How would the passage arguing over the "Where are you going?" question and the trip to Gethsemane go on? Write its continuation, starting after the last line shown.

## Passage shown
** start **
Mmm, no. Same people, same night, close in time – all irrelevant, you see, because the questions at hand are related to travel and location. In short, not the same place. The old bean tried an analogy as an excuse:

If one evening, while a friend & I were in my apartment, I asked her a question & she answered it, and then a bit later that evening while we were walking down the street my friend complained that I wasn't asking her the same question I'd asked & she'd answered, the location wouldn't make her complaint any less odd.


Not so at all though – not if the question is specific to location: “Where are we going?” And that’s especially so if the question is asked the first time and answered, and then in the second instance, the parties effect some physical movement towards a location that would be incongruent with the prior location.

Put another way: The trip to Gethsemane certainly would not be perceived as congruent with Jesus’ earlier answer to the “where are you going” question – unless God the Father was waiting in Gethsemane for them, eh? And that’s hardly something anyone would have in their mind, especially if the disciples had no hint that they were even heading for Gethsemane.


So – sorry Mitch old boy. Nice try though.


Mitch: MMMmmmm (from inside monster)


Oh do hush up.
** end **
## Data provided
** start **
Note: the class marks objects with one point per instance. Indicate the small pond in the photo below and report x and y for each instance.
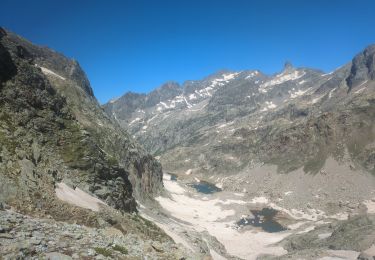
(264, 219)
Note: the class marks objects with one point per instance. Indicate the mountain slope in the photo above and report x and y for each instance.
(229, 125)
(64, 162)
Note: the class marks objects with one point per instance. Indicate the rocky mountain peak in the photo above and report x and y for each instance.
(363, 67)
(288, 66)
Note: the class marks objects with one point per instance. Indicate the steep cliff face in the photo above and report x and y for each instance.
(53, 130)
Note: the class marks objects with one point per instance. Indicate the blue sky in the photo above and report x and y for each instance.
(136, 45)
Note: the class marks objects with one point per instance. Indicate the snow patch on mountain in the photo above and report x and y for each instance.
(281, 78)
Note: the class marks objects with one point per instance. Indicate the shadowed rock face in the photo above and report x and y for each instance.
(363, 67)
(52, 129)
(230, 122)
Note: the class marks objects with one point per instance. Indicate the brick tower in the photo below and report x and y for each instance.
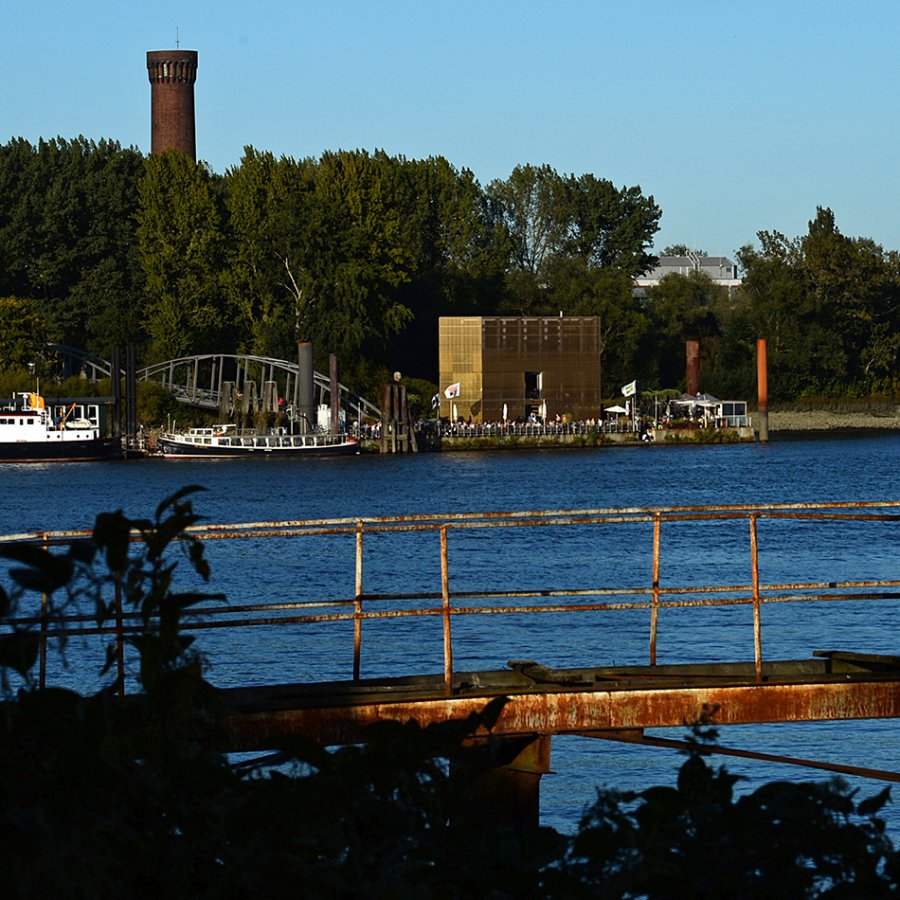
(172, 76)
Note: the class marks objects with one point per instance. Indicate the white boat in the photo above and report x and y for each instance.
** end **
## Result of this exercise
Friday, December 10, 2010

Farrell Forgotten

Things are pretty stale over at Farrell Till country these days. The last new articles by the weasel were added in May 2008. Prior to that there were single articles added in February and September 2007. 2006 was the last year there was any serious activity.

Over on the forum, things aren’t much better. The last message was posted in 2009, by one of Farrell’s regular sad sacks, who wrote rather plaintively:

I think it's just a shame that this board is here but is going to waste. Not only do I think it's a good place for members of the list to meet and continue discussion here, but it might draw new members and attention to Farrell's website as a whole.


New members? How droll. Prior to this desperate shovel, the last post had been nearly two years earlier, and there had been only 27 posts since the whole thing started. That’s not counting all the messages that were once there by Viagra spambots. Maybe Farrell should invite them back.


It’s not too hard to see why Farrell used to scream until his head burst demanding that I link to his fundy-atheist foolishness. My reply as always is that such people need to get traffic the Smith Barney way – they need to earn it. Farrell knew he couldn’t do that, and the results are clear now that he’s being ignored.


Oh, there are reasons his production is down, I’m sure he’d say: He’s gone the way of writing fiction these days (though I would say that’s not actually a change), as I just now uncovered a blog of his in which he offers a single post in January, 2010, pushing his fictional writing (he now has two fiction e-books out). Interestingly, he tells the reader of that blog:


Those who may want to read my religious writings can Google my name and find them listed there, but this blog will focus only on my fiction.


They can Google his name and find them? Isn’t that what I’ve been saying all this time? Can we now call him Farrell “No Links” Till?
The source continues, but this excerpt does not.